[SUPPLIED INFORMATION Boundary: Start]

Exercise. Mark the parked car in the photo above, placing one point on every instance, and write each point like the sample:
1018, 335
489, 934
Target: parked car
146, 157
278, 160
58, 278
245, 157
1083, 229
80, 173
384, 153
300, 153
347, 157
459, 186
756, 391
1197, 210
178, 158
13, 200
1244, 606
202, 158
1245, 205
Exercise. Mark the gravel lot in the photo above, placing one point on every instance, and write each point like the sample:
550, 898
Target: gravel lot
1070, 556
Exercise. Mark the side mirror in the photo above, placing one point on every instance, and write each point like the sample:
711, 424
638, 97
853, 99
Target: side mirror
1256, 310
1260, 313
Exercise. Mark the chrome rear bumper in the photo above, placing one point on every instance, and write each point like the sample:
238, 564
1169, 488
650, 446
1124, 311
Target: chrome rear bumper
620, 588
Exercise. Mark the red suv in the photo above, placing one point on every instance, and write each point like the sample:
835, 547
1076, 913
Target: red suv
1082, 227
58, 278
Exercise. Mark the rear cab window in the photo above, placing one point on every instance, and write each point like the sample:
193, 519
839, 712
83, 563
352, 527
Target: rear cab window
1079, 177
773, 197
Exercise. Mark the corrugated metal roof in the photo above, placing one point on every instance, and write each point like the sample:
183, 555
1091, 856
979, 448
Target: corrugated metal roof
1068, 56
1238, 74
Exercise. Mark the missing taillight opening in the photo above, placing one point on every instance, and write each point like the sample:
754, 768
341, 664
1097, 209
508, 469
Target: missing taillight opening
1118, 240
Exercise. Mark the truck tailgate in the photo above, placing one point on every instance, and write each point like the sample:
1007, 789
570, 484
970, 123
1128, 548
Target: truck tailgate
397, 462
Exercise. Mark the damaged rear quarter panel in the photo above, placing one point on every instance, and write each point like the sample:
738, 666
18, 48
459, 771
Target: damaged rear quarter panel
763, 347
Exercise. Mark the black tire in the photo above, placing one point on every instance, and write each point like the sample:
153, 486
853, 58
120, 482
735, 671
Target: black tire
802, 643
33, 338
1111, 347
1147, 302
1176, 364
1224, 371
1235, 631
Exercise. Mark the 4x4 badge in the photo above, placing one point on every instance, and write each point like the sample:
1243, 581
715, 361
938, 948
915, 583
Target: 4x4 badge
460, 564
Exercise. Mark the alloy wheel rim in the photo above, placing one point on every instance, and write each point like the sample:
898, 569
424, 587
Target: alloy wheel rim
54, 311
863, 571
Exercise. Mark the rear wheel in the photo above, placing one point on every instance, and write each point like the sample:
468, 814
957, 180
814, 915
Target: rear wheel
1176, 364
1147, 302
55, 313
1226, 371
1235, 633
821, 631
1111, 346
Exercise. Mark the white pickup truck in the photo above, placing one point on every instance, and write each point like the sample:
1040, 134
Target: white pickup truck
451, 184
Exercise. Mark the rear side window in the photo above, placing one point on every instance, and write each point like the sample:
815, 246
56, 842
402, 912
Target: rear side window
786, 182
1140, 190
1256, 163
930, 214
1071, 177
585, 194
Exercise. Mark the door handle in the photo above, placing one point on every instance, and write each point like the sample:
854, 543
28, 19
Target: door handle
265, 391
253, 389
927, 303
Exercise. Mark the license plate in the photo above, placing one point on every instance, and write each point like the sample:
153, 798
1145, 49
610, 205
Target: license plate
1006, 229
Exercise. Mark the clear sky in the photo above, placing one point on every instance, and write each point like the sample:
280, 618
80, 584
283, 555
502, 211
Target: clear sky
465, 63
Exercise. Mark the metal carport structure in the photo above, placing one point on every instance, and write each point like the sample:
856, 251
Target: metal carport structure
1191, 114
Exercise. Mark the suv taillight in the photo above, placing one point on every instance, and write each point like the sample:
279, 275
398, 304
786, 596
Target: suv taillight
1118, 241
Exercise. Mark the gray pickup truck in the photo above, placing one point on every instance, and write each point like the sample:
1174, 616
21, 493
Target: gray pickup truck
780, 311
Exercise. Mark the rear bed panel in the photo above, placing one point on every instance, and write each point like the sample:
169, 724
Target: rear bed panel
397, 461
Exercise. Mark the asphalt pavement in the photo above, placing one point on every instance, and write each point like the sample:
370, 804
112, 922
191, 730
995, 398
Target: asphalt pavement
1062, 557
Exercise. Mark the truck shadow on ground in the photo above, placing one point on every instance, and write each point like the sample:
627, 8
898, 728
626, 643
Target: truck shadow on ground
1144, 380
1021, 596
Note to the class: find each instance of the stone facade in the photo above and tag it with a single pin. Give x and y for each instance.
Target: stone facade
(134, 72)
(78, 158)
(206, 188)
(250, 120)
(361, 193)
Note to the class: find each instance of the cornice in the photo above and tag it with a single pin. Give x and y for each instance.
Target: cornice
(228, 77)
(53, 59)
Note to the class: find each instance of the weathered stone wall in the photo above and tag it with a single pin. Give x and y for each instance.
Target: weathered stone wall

[SUPPLIED INFORMATION Boundary: End]

Within this listing, how many lines hold "weathered"? Give the number alone.

### RESULT BELOW
2